Coordinate labeling data
▬▬▬▬▬▬▬▬▬▬

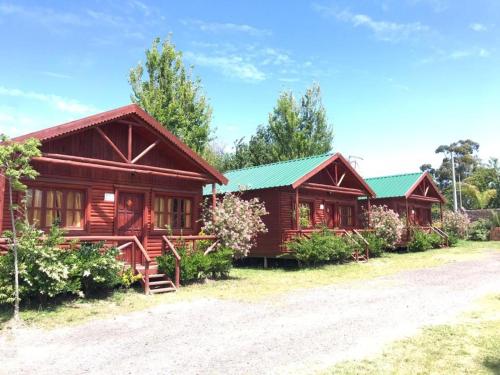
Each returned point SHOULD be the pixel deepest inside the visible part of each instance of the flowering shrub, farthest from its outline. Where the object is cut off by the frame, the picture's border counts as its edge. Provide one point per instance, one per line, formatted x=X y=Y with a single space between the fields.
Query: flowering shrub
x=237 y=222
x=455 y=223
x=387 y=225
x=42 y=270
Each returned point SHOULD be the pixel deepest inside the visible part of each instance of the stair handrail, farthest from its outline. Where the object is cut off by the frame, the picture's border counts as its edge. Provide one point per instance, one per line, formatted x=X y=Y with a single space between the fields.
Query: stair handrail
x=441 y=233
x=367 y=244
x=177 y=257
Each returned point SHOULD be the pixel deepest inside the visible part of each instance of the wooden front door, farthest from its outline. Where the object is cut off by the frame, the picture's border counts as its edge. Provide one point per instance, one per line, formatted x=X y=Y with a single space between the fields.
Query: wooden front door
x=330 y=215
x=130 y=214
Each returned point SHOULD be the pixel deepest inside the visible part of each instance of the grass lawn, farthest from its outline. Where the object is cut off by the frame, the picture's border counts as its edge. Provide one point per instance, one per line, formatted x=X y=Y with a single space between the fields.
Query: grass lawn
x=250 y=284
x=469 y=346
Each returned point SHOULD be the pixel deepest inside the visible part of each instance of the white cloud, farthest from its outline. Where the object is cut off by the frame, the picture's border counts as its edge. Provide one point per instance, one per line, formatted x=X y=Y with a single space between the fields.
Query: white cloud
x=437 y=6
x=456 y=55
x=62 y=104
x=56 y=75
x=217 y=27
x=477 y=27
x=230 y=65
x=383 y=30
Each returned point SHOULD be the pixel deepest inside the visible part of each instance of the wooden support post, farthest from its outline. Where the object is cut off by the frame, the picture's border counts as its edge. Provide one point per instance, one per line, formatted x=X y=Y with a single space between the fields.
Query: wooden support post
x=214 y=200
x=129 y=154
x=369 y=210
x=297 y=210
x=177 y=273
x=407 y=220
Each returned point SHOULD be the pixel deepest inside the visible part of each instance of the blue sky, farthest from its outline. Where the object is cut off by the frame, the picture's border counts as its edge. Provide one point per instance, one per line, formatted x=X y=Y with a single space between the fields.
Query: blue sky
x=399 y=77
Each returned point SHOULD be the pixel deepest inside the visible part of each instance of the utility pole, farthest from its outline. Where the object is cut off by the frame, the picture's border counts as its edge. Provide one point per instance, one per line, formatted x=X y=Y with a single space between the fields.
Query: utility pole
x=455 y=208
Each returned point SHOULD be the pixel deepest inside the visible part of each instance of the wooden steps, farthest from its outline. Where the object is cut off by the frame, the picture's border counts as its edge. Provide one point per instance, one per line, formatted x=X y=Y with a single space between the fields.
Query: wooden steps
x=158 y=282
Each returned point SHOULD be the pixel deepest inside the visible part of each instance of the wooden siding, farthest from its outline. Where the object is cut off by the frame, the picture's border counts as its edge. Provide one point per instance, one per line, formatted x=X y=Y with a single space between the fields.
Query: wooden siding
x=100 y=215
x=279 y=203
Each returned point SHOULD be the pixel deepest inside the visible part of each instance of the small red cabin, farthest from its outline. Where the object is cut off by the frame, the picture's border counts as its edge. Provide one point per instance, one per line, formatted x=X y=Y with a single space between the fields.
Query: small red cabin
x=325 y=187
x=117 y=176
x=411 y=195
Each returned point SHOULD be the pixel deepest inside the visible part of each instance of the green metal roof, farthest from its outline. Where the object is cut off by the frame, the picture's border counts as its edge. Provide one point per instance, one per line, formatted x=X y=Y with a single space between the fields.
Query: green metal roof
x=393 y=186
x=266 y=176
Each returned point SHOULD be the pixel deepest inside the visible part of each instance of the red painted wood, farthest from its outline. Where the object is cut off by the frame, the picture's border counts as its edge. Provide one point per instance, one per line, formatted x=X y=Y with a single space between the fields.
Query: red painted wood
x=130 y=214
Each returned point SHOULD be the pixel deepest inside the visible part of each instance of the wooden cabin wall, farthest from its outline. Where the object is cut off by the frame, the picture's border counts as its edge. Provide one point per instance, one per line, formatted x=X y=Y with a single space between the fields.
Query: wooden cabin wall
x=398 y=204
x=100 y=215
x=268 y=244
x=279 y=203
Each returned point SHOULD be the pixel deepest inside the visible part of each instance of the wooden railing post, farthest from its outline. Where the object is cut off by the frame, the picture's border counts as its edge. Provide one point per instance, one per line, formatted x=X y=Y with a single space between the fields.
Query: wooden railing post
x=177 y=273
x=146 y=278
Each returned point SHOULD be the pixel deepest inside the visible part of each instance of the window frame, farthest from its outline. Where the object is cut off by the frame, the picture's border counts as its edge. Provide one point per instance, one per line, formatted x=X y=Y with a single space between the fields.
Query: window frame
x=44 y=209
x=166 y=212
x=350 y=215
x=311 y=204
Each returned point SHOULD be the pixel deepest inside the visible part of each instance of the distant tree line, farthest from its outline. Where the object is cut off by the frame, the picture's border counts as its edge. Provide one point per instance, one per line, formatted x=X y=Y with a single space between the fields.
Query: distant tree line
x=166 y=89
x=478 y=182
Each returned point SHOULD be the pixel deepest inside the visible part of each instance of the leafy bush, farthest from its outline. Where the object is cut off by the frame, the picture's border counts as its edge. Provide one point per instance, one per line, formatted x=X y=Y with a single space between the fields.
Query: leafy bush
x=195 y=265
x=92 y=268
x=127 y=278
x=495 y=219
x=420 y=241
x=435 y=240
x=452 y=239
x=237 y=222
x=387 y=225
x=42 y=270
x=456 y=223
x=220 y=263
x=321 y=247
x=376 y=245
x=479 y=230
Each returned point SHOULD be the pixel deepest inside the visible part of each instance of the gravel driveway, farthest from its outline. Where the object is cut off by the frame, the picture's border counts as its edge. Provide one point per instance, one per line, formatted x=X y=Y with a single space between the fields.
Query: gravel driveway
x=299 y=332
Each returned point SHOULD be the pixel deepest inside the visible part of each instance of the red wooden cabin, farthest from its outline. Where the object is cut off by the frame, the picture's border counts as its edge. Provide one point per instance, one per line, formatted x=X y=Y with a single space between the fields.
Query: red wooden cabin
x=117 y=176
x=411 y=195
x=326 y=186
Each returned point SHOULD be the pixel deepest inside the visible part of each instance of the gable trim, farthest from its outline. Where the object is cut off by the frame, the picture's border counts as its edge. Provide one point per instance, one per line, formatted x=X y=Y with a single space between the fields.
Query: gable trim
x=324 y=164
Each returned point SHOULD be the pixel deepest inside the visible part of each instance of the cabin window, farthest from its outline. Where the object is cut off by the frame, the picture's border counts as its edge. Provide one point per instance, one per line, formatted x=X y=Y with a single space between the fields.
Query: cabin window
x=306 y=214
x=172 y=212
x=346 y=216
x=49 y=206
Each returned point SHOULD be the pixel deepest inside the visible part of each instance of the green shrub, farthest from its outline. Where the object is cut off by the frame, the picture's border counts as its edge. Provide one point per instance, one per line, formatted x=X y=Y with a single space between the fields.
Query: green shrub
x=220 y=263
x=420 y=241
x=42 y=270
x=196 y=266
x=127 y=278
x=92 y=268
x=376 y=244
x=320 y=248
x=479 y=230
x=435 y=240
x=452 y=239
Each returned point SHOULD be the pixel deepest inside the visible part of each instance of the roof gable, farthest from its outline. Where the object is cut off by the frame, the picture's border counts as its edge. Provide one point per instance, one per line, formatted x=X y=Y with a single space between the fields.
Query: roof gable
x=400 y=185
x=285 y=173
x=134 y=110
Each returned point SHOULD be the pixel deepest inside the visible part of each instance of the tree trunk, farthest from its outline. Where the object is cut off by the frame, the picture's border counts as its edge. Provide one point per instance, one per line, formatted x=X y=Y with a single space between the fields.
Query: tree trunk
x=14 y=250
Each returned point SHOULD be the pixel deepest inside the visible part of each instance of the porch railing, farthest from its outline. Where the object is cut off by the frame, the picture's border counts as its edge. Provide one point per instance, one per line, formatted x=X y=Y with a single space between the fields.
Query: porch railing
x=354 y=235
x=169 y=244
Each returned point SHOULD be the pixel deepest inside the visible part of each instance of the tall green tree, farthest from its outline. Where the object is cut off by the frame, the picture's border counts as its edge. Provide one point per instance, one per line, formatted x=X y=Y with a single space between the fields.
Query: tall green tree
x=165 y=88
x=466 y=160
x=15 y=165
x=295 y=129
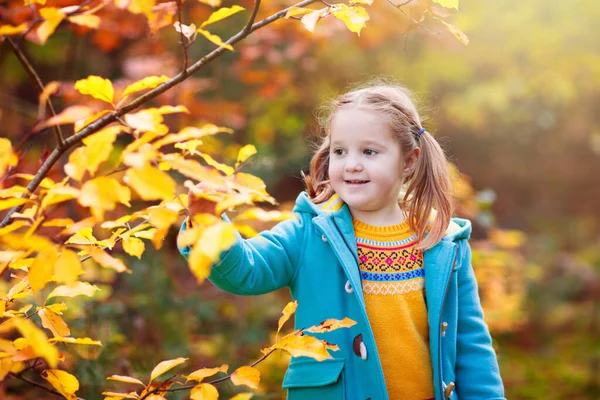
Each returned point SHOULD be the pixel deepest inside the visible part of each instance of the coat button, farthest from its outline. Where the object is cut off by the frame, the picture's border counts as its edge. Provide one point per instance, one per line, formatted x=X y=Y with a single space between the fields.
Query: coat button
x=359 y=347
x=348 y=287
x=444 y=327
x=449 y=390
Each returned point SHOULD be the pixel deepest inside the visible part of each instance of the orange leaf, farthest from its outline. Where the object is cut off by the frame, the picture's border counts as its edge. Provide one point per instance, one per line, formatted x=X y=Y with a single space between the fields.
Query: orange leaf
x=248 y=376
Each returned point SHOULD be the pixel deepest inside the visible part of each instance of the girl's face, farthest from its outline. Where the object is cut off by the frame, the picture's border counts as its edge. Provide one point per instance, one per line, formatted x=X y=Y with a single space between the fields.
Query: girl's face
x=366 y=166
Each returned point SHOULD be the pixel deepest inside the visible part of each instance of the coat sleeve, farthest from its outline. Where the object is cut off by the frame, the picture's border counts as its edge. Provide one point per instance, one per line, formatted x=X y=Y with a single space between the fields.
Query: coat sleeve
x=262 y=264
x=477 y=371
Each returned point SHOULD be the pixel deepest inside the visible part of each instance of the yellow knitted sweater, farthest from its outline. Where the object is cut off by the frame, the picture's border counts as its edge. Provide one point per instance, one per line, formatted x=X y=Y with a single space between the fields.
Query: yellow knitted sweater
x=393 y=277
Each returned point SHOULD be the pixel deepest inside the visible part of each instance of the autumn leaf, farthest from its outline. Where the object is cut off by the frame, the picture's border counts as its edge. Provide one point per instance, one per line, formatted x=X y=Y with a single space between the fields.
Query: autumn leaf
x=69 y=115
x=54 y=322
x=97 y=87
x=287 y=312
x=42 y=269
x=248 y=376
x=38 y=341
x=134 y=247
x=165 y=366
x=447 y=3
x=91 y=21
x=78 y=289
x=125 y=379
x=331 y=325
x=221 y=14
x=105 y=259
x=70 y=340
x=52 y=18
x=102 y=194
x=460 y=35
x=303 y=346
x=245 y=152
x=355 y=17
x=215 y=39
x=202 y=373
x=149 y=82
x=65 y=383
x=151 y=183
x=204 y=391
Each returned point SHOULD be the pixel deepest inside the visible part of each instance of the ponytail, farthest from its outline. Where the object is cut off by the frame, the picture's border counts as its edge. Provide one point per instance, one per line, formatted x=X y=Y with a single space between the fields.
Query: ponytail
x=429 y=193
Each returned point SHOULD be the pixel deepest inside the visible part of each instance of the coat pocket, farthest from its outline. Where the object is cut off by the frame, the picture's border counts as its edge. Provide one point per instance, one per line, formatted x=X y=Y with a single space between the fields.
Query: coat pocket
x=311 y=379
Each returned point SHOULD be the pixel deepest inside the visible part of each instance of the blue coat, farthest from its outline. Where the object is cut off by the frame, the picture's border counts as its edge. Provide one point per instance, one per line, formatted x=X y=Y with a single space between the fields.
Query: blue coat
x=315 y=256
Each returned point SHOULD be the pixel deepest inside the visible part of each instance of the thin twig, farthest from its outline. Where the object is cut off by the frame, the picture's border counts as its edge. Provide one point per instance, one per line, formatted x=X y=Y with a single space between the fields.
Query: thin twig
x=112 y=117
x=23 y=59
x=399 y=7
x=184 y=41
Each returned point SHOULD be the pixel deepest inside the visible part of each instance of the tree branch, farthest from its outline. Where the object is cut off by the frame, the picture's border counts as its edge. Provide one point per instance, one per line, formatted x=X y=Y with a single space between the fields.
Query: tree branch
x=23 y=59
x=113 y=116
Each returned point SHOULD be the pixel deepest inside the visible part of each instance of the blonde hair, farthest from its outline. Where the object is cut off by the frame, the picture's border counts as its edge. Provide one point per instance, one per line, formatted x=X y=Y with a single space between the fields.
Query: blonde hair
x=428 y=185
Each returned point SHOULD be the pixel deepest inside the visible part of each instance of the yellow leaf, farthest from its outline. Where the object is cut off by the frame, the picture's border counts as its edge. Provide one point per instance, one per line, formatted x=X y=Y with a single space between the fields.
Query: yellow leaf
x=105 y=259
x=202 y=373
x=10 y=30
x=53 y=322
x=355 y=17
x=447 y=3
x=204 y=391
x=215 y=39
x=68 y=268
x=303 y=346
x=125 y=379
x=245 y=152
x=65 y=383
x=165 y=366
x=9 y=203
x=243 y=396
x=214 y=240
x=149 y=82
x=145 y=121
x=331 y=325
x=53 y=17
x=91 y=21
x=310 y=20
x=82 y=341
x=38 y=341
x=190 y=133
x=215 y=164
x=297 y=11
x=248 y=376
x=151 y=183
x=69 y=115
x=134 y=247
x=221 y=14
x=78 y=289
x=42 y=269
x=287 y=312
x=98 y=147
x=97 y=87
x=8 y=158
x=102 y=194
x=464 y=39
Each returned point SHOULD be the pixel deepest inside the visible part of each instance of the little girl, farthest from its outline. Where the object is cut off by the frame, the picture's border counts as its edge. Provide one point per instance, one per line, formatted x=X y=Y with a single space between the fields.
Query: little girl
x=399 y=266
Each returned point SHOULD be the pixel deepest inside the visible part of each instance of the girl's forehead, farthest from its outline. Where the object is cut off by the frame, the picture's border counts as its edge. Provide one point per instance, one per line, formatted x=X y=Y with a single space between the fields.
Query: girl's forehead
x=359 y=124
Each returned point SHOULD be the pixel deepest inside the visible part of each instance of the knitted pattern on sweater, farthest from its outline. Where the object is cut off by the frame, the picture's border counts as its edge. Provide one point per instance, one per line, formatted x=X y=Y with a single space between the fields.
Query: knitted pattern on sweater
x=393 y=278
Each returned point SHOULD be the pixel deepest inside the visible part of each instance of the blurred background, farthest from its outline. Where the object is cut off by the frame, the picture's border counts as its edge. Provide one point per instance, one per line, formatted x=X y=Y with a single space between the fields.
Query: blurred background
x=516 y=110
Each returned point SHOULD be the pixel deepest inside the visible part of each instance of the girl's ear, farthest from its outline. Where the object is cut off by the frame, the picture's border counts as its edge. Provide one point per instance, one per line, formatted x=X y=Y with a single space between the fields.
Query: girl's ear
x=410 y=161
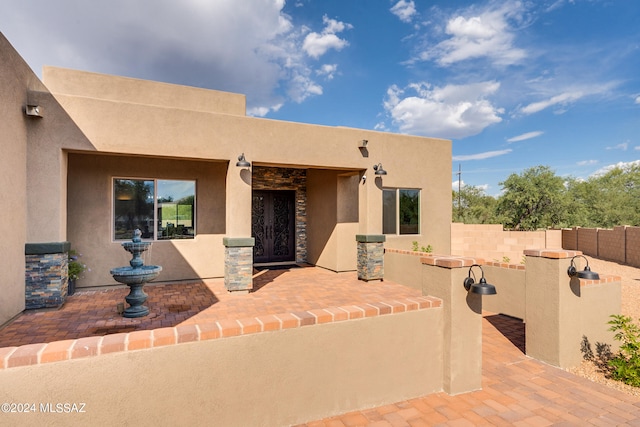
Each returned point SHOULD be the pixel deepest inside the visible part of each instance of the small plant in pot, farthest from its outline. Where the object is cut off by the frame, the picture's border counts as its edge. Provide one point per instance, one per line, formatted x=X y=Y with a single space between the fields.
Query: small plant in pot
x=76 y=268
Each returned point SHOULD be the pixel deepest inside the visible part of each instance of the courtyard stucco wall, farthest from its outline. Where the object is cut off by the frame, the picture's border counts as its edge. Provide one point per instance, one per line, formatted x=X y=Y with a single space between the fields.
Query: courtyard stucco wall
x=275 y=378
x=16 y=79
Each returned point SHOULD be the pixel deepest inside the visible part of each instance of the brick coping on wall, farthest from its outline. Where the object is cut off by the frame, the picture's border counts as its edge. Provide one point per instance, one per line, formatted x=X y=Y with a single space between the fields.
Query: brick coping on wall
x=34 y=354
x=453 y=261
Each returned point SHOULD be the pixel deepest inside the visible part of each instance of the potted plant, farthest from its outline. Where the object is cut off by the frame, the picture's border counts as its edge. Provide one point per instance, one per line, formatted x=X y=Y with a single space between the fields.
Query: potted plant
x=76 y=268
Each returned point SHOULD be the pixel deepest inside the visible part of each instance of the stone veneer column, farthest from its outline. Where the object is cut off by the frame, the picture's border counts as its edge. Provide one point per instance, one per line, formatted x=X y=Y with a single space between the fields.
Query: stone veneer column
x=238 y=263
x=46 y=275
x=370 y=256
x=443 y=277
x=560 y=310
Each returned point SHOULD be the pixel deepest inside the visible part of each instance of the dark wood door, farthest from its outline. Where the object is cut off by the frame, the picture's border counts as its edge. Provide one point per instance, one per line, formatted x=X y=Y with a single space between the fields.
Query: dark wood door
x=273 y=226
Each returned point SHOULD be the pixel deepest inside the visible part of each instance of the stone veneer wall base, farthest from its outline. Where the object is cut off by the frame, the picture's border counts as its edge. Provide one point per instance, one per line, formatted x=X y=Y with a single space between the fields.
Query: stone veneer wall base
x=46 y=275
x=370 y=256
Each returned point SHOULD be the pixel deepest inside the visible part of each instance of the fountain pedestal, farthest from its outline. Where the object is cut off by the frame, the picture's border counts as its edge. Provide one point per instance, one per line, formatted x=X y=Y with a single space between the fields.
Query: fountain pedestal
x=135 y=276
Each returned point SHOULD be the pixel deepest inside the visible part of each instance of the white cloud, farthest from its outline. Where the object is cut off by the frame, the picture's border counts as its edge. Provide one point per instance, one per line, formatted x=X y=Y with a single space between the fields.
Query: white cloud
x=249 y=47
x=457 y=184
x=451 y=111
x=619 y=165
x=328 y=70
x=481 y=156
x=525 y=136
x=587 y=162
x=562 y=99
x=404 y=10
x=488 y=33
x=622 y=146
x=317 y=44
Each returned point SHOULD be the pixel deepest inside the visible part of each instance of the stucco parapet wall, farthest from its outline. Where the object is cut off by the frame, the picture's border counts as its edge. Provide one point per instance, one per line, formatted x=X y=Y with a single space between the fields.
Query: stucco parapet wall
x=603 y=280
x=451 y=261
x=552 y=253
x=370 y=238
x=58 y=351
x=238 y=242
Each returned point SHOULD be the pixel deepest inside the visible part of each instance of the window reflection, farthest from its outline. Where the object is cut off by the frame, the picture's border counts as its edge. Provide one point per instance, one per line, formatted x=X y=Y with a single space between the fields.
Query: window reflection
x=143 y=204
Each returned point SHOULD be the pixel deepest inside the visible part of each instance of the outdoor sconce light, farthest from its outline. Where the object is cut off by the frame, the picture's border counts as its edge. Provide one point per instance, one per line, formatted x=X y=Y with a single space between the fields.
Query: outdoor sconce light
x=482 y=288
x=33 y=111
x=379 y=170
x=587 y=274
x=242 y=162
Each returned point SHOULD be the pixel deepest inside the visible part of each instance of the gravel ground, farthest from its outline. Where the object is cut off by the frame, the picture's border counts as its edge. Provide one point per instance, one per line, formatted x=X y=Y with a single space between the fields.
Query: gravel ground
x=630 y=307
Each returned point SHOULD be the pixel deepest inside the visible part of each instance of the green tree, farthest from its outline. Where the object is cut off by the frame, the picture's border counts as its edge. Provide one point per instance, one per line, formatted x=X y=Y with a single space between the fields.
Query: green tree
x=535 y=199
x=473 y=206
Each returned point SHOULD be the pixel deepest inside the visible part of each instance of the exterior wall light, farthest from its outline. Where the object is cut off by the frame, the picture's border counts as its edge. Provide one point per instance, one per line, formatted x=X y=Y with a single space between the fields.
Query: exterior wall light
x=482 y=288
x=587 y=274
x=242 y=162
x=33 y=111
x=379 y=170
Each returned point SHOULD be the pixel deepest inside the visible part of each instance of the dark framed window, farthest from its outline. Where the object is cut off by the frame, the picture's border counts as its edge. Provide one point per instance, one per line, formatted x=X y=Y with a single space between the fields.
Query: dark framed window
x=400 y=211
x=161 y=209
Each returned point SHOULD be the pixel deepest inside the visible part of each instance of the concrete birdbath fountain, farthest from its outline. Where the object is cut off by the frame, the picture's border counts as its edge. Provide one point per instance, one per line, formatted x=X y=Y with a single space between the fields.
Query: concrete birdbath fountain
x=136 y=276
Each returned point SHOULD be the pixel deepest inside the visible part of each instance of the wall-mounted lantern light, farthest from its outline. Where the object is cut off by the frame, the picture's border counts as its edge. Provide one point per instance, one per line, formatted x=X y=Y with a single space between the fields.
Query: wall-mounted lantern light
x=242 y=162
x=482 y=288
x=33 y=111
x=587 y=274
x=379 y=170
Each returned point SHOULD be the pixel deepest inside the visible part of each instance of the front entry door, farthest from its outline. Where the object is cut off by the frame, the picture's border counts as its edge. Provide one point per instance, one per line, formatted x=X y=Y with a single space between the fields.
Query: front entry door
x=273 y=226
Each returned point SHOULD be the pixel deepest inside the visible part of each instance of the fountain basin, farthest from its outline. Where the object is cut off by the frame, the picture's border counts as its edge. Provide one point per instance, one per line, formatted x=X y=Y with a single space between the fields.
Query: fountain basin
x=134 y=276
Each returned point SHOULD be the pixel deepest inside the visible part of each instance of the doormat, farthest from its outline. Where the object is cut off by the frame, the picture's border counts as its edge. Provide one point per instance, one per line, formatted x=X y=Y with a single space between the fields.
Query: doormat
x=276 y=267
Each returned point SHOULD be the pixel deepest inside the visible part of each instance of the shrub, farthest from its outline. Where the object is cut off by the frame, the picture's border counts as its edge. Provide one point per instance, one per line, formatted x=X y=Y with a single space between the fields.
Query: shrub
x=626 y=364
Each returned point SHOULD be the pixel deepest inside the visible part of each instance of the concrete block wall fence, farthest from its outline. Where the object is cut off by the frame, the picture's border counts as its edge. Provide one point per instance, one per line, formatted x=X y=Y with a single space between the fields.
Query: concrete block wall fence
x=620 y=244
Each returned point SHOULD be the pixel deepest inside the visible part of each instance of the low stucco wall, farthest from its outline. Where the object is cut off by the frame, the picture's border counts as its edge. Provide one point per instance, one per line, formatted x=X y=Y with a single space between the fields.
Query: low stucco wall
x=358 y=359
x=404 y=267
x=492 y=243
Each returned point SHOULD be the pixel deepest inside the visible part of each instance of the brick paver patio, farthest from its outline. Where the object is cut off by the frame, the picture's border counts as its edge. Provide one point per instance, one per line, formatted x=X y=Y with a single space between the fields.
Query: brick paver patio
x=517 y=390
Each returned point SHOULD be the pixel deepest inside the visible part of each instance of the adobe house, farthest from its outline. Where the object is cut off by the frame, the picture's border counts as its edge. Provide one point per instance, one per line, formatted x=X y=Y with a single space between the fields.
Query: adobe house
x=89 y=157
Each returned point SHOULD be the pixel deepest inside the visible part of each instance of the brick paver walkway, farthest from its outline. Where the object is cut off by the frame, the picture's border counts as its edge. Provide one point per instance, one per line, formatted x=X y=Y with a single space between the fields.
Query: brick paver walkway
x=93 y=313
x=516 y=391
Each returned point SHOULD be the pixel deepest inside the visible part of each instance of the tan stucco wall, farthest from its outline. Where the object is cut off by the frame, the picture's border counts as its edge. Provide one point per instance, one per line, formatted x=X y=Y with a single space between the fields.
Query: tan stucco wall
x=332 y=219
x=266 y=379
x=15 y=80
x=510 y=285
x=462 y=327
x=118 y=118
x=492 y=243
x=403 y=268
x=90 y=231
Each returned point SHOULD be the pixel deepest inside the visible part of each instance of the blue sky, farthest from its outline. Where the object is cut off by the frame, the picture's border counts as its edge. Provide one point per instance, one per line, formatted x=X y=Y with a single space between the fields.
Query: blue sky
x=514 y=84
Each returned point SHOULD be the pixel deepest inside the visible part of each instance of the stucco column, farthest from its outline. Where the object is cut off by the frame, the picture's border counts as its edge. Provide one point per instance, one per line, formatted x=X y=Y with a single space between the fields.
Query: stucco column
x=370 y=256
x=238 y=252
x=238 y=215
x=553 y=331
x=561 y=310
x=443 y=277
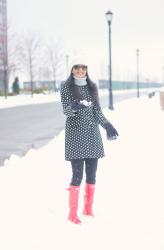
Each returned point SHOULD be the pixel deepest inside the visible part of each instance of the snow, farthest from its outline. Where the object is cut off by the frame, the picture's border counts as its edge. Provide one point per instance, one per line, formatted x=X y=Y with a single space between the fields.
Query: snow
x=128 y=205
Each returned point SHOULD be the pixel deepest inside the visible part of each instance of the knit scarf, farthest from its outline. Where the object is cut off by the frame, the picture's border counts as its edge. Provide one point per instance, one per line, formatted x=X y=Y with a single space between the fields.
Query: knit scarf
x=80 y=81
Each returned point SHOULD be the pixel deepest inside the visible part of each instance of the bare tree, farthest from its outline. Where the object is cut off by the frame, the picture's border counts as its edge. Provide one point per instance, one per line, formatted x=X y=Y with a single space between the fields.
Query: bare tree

▬▬▬▬▬▬▬▬▬▬

• _To do_: Quote verbatim the lines of the material from the line containing "fountain basin, farthest" through the line containing "x=620 y=244", including both of those lines.

• _Answer to this exercise_:
Each returned point SHOULD be the pixel deepest inside the visible part of each instance of the fountain basin, farthest from its outline. Where the object is cut off by the frame, the picture's border counts as its edge. Provide one point per instance, one per line, formatted x=X y=Y with a single space between the fields.
Query: fountain basin
x=134 y=276
Each returned point SHOULD be the pixel deepest inside the visible part of each instance of the doormat, farthest from its outline. Where the object is cut off by the frame, the picture's border counts as its edge. Provide one point per instance, one per line, formatted x=X y=Y with a single space between the fields.
Query: doormat
x=276 y=267
Each returned point SHOULD be the pixel deepest inside the visible part of each instance of the shrub, farthest from its outline. Where the object is cut off by the frame, the picture's border counts as its edge. Provide one point per instance, one per line, formatted x=X y=Y with a single space between the fields.
Query: shrub
x=626 y=364
Each returned point SHOULD be the pixel deepest inside the visible part of each instance of the concrete block wall fence, farthest from its outline. Where the object is cut off by the frame, the picture's border counts as its edge. Provide one point per instance, one per line, formatted x=X y=Y with a single space between the fields.
Query: concrete block wall fence
x=620 y=244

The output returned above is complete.